--- WORKING DATA ---

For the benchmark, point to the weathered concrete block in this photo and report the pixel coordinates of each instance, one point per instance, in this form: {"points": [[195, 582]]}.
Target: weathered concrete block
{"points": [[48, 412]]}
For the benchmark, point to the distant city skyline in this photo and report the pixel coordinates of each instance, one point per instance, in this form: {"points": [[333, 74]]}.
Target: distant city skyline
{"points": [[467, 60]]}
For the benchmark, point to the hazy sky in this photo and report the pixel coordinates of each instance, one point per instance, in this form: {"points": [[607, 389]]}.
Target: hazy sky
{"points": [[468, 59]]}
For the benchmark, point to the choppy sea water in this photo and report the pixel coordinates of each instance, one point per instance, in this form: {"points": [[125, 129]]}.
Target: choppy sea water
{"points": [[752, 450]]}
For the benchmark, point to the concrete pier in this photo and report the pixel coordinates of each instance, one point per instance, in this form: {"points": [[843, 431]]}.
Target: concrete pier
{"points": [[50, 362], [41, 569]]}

---

YOUR OBJECTIVE => Rewrite the items above from the line containing "For the benchmark, point to the distant" through the end of the items, swapping every "pixel coordinates" for "image coordinates" and leaving everything else as it is.

RESULT =>
For the benchmark, point to the distant city skyline in this photo and report the image coordinates of each instance, one point per instance, in this form: {"points": [[333, 74]]}.
Target: distant city skyline
{"points": [[467, 60]]}
For the benchmark, point to the hazy sky in this photo and report the image coordinates of each instance, one point per instance, in this form: {"points": [[607, 389]]}.
Target: hazy sky
{"points": [[468, 59]]}
For the benchmark, point to the choppy sea water in this photo and report the image coordinates of each instance, one point per instance, in this form: {"points": [[125, 129]]}.
Target: choppy sea water
{"points": [[752, 450]]}
For the benchmark, point to the concrete pier in this photo and report the image coordinates of each instance, one point per instance, in this form: {"points": [[843, 431]]}.
Target: concrete pier
{"points": [[50, 362], [41, 569]]}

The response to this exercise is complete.